::: Trecho do texto :::

Essa proposta se tornou mais concreta nesse meio tempo?
Prof. KARAGANOV: Bem, em primeiro lugar, sou um caçador, mas nunca cacei elefantes. Por um motivo muito simples. Eles são uma presa muito fácil. Agora não estou caçando muito. Mas tive grandes aventuras. Portanto, para mim, caçar é principalmente observar. Eu não atiro.
Mas agora, respondendo diretamente à pergunta: estamos trabalhando nesse assunto. É uma das questões mais difíceis de colocar na agenda, porque as pessoas aqui ainda não estão prontas. Em todo o mundo, também.
É preciso entender que o sistema anterior, o sistema socioeconômico do capitalismo liberal global, esgotou seu curso. A Rússia deveria, repito, tornar-se um dos lugares onde a nova teoria e prática para uma nova ordem social e econômica seriam desenvolvidas.
É óbvio que a ordem socioeconômica dominante anterior se esgotou e trabalha contra a humanidade – degradando o ser humano – e também contra a natureza.
O socialismo soviético também entrou em colapso, portanto, temos que encontrar um novo sistema socioeconômico que nos leve a um mundo futuro, não apenas de prosperidade – a prosperidade não é o objetivo. Claro, as pessoas devem estar bem de vida. Mas devemos nos esforçar por um novo mundo humanista, em que o centro seja o desenvolvimento do ser humano. É isso que estou propondo que se torne o núcleo do novo Sonho Russo: “construir” uma nova pessoa russa, homem ou mulher, que deve estar no centro de nosso universo, que sirva à sua família, à sociedade, ao país e a Deus – não como um “indivíduo”, mas como algo muito mais próximo do Todo-Poderoso. É claro que ser russo significa ser um grande russo, um tártaro russo, um bielorrusso russo, um checheno russo etc.

::: Linhas :::

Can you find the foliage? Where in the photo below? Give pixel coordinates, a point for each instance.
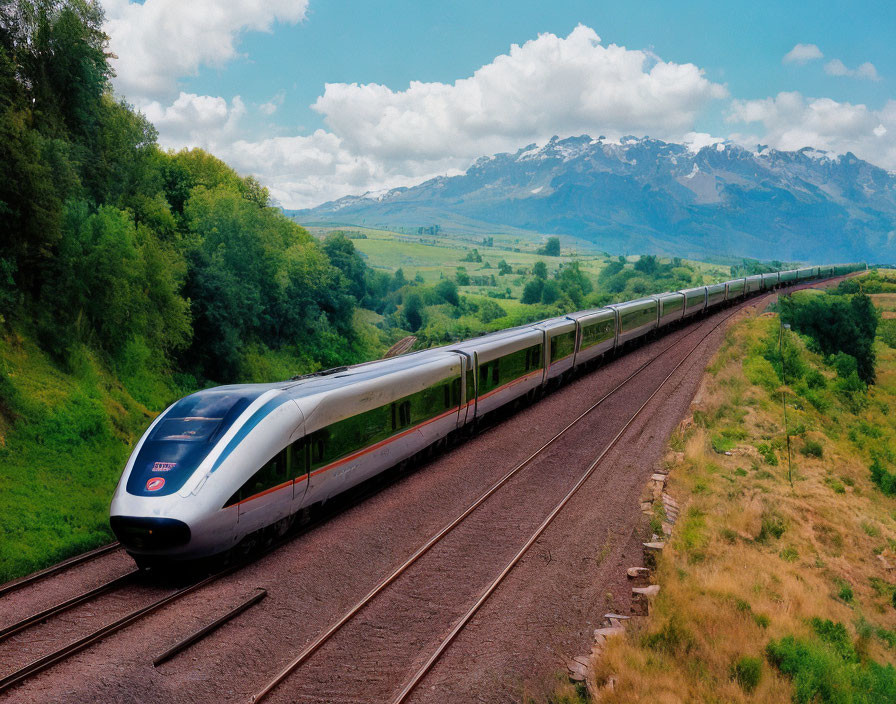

:::
::: Linhas :::

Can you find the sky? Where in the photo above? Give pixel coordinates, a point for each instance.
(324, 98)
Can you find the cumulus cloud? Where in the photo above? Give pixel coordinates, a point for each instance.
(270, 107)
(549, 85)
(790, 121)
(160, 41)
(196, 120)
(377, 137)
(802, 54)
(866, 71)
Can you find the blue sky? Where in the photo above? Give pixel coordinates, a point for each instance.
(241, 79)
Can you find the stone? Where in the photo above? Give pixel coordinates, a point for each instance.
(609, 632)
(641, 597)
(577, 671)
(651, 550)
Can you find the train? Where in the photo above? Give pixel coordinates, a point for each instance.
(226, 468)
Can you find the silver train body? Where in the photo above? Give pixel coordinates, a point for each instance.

:::

Tarefa escrita A:
No trecho, o que é caçar principalmente para o Prof. Karaganov?
Tarefa escrita B:
Repita as linhas da listagem desde a que contém "Can you find the sky?" até a que contém "Can you find the silver", incluindo as duas.
O trecho e a listagem não têm relação um com o outro.

Resposta resolvida A:
Para ele, caçar é principalmente observar.

Resposta resolvida B:
Can you find the sky? Where in the photo above? Give pixel coordinates, a point for each instance.
(324, 98)
Can you find the cumulus cloud? Where in the photo above? Give pixel coordinates, a point for each instance.
(270, 107)
(549, 85)
(790, 121)
(160, 41)
(196, 120)
(377, 137)
(802, 54)
(866, 71)
Can you find the blue sky? Where in the photo above? Give pixel coordinates, a point for each instance.
(241, 79)
Can you find the stone? Where in the photo above? Give pixel coordinates, a point for each instance.
(609, 632)
(641, 597)
(577, 671)
(651, 550)
Can you find the train? Where in the photo above? Give pixel coordinates, a point for each instance.
(226, 468)
Can you find the silver train body? Where in the photo above? Give pixel coordinates, a point for each instance.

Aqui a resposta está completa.